Task goal — Return word for word the part of the brain lesion case discussion below that opens with the words "For our patient, the reduced" and closes with "of tumor recurrence[32].".

Page excerpt section start

Also for our patient, the presence of fever prior to presentation and rapid remission with IV antibiotics and steroid suggest the diagnosis of TMS[24] or abscess/granuloma[25] but not the diagnosis of tuberculoma[26]. TMS is defined as a solitary large intracranial lesion larger than 2.0 cm in diameter associated with perilesional edema and mass effect[24]. TMS represents 1-2/1000 of cases of MS. TMS has been reported to be extremely rare in children in comparison to tumors and abscesses[27]. Diagnosis of MS depends on combination of clinical, neurophysiological, elevation of CSF immunoglobulin G (IgG) index and oligoclonal bands, and MRI of the brain and spine. Immunosuppressants (including steroids) and immunomodulators are the main therapies of TMS[28]. TMS lesion usually appears as open-ring (directed toward the cortical surface or to the basal ganglia) or closed ring or has diffuse, homogeneous, punctate, or concentric enhancement with Gd[29]. Although, CSF examination and gadolinium-enhanced MRI scan should differentiate between the MS and PCNSL, however, CSF may also be normal in fulminant conditions and short duration of the disease[30].

Furthermore, for our patient inflammatory pseudotumors or non-neoplastic lesions (e.g., abscess/granulomas) of unknown etiology and respone to steroids was also suggested[25]. Patients with intracranial infection/abscess/granulomas commonly have history of risk factors (e.g., immunocompromised state, dental, pulmonary or ear abscesses and intravenous drug use), fever, abnormal labs (as high erythrocytic sedemintation rate or C-reactive protein) and abnormal CSF suggesting CNS infection. Presentation is usually of acute onset with manifestations of increased ICP, seizures and focal neurological deficits. MRI-brain of brain abscess usually shows ring enhancement which is often complete with regular margin[31].

Magnetic resonance spectroscopy (MRS) was not done to the patient at presentation (2009) to distinguish neoplastic from non-neoplastic nature of the mass due to lack of availability. However and fortunately, it was available later and was done to the patient when he developed epilepsy (2012). For our patient, the focal lesion in the left antero-medial region of the temporal lobe found in the MRI (2010-2014) is the cause of the patients’ left temporal lobe epilepsy with secondary generalization. The suggested differential diagnosis of the lesion according to the conventional MRI include: (1) tumor recurrence; (2) radiation necrosis; (3) multiple sclerosis; and (4) post-infective/inflammatory gliosis. MRS helped to distinguish tissue changes due to different brain lesions as discussed below.

For our patient, the reduced Cho/Cr (short ET = 0.907; long ET = 0.05), NAA/Cr (short ET = 1.107; long ET = 1.31) and NAA/Cho (short ET = 0.38; long ET = 0.037) ratios confirm the absence of tumor recurrence. Furthermore, the lack of reduced diffusion in DWI also confirms the absence of tumor recurrence[32].

Page excerpt section end
Information supplied section start

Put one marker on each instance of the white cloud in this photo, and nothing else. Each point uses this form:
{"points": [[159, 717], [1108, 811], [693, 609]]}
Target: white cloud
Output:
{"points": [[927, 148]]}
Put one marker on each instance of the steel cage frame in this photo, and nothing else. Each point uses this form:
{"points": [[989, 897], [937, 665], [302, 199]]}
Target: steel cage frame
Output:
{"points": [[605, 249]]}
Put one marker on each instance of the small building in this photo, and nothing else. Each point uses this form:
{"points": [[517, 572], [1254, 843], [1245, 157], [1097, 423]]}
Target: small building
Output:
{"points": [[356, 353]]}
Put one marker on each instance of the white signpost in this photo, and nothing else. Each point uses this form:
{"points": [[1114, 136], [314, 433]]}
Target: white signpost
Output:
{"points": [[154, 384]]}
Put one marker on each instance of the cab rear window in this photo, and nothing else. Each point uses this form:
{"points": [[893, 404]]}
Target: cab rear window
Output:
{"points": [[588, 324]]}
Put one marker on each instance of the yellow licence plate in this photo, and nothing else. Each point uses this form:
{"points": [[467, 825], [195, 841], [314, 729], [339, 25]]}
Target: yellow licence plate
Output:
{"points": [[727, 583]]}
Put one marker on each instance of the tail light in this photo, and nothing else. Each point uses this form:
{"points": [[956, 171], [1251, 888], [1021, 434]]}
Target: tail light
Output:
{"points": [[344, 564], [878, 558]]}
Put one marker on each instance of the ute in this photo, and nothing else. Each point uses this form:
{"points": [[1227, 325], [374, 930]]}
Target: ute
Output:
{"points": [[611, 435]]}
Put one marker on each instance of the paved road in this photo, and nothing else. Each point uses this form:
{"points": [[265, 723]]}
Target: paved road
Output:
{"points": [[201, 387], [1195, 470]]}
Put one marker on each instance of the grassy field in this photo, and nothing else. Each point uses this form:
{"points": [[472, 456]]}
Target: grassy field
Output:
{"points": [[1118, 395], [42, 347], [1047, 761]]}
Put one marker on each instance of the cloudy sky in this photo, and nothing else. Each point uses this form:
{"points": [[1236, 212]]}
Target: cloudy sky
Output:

Information supplied section end

Solution for this problem —
For our patient, the reduced Cho/Cr (short ET = 0.907; long ET = 0.05), NAA/Cr (short ET = 1.107; long ET = 1.31) and NAA/Cho (short ET = 0.38; long ET = 0.037) ratios confirm the absence of tumor recurrence. Furthermore, the lack of reduced diffusion in DWI also confirms the absence of tumor recurrence[32].